*WHAT TO WORK ON*. Please restate, word for word, the lines below that begin at the one with "Target: wall socket" and end at the one with "Target: kitchen cabinet". Leave out all other lines.

*** DATASET RECORDS ***

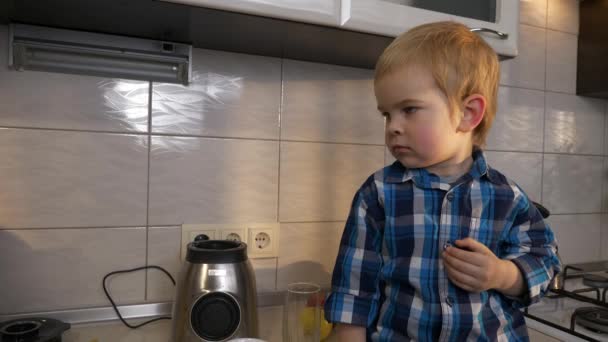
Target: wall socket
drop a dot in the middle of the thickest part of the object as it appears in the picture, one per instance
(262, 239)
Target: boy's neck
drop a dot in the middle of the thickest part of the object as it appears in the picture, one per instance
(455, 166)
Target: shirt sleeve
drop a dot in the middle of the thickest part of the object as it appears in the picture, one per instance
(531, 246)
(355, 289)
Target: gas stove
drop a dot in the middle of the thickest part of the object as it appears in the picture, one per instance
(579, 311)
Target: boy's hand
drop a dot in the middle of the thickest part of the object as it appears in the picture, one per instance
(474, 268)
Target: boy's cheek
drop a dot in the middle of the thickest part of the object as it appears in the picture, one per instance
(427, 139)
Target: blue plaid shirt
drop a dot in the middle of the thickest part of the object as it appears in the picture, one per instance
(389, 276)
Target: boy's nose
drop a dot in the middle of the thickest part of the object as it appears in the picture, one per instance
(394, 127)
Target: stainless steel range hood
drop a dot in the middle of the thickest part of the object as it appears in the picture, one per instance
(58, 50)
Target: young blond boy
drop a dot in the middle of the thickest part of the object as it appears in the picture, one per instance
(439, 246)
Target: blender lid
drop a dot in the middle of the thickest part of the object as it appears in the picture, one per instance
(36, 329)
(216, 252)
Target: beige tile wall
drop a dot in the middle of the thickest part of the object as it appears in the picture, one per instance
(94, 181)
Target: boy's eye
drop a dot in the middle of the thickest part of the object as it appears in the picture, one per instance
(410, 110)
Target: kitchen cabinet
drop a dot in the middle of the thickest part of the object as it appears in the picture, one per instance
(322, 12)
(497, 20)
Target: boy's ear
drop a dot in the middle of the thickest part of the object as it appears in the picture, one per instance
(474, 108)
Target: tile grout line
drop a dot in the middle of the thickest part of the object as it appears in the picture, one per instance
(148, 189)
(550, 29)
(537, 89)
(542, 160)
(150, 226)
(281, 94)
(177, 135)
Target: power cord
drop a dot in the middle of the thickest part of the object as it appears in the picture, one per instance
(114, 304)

*** End of DATASET RECORDS ***
*** DATASET RECORDS ***

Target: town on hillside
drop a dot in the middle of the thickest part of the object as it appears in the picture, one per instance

*** End of DATASET RECORDS ***

*YOUR SOLUTION*.
Target: wall socket
drop a dot in the middle of the thickest part of the object as it appears in the picture, one per instance
(262, 239)
Target: boy's neck
drop a dot in the middle of the thickest part of the object as it appears in the picture, one per instance
(455, 166)
Target: shirt sleeve
drop a dot in the middle of the thickest part of the object as it appears in the picture, one per instance
(531, 246)
(355, 289)
Target: gas stove
drop a dot in the middle of the thickest part of the object as it appears in the picture, one per instance
(579, 311)
Target: boy's hand
drop a dot in the middle of the thickest part of the object as it appears in the picture, one per instance
(474, 268)
Target: boy's cheek
drop a dot in the middle of the thickest part of the object as it appears in the picture, one per instance
(427, 139)
Target: blue plaid shirt
drop a dot in the middle of the thickest part of the object as it appears in the picture, one per instance
(389, 276)
Target: boy's nose
drop a dot in the middle of the thickest part of the object as it appears in the picture, one per instance
(394, 127)
Target: stainless steel range hood
drop a dot in the middle of the thickest part of the object as it appears in the picture, one per instance
(58, 50)
Target: young blond boy
drop a dot in the middle of the thickest part of the object as it appears in the picture, one per instance
(439, 246)
Target: blender lid
drop a dot in the middle of the thickest part of the object as it appears in the picture, one per instance
(36, 329)
(216, 252)
Target: beige tile wall
drop a dot in the middle of the thickest part of the object as it appears in the picture, one per instance
(94, 181)
Target: boy's eye
drop a dot in the middle of the thickest part of the object as it appears in the picture, one per instance
(410, 110)
Target: kitchen cabinet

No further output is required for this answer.